### Problem details
Report each line of the items below that contains the word "laptop", and copy every such line in full.

(Excerpts of bounding box data)
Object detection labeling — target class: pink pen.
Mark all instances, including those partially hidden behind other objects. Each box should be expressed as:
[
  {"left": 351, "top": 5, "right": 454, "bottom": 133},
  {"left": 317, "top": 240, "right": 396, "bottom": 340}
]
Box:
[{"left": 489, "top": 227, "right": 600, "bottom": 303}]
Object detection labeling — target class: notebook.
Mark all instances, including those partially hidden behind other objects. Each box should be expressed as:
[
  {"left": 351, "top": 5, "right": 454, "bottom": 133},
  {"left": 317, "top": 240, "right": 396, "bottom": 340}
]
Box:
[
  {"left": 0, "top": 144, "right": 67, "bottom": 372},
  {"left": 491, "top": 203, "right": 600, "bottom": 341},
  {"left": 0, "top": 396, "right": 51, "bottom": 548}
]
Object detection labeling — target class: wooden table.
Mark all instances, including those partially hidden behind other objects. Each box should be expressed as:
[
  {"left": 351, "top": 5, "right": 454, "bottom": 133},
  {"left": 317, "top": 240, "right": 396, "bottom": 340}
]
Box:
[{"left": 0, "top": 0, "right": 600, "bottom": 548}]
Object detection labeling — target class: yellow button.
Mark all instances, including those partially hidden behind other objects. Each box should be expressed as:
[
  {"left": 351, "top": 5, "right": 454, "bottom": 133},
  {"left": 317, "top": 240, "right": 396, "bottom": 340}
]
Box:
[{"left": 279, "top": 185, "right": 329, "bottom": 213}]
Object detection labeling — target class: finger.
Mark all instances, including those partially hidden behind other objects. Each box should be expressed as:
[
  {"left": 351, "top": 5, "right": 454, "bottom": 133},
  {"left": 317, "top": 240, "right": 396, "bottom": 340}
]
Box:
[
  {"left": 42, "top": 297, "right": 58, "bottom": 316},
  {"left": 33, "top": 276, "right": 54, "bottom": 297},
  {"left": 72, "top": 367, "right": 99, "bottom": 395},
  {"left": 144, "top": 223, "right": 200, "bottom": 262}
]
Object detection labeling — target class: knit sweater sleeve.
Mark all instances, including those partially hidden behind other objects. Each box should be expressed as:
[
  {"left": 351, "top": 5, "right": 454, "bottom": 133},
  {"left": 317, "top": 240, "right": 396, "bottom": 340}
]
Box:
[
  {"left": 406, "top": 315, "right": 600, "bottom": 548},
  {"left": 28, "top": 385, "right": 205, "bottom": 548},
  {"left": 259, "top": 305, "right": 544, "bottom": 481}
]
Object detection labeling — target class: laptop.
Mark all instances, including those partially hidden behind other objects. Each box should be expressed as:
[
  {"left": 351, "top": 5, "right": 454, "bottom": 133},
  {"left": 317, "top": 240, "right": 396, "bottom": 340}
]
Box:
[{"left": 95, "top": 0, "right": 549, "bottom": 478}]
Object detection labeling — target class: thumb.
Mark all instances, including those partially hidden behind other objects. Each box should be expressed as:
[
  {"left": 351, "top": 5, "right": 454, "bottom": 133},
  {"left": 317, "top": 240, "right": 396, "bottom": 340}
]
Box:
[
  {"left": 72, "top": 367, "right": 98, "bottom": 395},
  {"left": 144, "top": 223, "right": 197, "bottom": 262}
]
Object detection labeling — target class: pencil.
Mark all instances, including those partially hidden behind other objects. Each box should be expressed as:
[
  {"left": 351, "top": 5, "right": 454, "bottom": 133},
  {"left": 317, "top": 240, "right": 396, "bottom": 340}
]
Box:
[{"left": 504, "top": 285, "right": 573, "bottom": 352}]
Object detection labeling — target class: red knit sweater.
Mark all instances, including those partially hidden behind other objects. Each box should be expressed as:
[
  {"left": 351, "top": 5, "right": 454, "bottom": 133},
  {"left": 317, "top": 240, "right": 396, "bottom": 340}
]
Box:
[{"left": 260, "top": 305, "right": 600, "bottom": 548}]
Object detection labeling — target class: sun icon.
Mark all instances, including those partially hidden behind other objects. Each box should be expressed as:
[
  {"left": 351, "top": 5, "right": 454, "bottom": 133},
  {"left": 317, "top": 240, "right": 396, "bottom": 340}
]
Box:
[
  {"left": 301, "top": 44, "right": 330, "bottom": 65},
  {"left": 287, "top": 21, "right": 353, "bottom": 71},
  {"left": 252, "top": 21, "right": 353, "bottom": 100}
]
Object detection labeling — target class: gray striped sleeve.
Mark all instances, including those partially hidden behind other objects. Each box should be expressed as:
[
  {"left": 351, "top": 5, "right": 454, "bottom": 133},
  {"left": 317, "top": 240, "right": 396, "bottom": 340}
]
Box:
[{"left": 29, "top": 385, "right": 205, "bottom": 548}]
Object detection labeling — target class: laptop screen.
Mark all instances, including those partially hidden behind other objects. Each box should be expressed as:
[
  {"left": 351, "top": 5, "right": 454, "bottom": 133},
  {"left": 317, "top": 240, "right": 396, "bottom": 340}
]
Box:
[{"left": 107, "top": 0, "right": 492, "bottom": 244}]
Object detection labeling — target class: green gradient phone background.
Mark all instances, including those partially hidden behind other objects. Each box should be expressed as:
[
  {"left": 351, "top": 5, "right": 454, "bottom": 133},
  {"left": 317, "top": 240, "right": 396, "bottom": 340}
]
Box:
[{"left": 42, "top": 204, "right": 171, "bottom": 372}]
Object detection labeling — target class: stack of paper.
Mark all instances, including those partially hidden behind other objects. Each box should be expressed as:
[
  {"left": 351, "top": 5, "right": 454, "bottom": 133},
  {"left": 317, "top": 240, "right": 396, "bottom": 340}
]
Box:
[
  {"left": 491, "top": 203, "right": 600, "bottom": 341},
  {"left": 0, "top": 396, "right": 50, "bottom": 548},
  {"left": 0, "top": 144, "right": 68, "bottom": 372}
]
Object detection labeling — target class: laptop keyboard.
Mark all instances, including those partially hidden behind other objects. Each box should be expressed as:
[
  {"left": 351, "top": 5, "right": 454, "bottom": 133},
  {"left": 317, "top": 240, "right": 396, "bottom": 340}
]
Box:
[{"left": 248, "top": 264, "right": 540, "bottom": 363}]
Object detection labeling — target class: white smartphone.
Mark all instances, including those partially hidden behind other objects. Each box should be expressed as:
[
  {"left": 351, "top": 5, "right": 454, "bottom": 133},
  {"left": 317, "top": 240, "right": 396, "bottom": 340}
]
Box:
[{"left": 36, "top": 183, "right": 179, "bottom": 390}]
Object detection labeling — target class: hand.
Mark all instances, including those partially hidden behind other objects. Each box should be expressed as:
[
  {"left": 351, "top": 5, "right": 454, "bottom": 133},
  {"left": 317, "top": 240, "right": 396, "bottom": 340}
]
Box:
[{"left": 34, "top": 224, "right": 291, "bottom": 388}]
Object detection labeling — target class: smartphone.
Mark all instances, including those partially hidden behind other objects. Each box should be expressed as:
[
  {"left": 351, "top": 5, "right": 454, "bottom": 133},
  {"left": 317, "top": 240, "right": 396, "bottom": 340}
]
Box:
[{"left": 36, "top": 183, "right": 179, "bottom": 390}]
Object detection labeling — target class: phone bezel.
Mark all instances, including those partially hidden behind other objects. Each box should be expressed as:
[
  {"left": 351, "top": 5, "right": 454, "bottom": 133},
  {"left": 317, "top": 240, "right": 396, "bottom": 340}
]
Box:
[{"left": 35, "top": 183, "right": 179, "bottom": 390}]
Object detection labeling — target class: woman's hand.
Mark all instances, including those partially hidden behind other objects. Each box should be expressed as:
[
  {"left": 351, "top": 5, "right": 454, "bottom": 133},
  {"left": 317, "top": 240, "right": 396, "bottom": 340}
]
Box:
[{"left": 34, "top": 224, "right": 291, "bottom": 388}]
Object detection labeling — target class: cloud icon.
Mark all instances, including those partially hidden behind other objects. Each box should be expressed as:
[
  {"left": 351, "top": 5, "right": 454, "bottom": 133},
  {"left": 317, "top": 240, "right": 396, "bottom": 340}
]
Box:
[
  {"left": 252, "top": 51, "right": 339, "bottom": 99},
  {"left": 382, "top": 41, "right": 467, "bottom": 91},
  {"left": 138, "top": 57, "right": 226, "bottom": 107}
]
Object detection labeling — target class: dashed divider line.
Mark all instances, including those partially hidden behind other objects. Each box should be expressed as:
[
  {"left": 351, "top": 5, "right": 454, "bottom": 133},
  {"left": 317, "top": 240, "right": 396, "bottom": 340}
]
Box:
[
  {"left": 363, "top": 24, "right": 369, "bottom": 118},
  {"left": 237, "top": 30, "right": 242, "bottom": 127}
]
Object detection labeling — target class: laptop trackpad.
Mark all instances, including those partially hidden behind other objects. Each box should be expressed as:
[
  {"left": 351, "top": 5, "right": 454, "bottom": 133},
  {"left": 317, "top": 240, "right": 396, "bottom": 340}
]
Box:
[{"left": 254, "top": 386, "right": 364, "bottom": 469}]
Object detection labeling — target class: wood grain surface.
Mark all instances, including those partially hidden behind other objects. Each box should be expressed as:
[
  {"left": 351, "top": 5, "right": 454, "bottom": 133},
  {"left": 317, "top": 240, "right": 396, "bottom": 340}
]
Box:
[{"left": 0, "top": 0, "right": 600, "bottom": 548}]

### Solution
Object detection labeling — target class: laptop.
Object detection labeling — target class: laptop screen.
Object detection labeling — target class: laptop keyboard.
Object detection labeling — target class: laptop trackpad.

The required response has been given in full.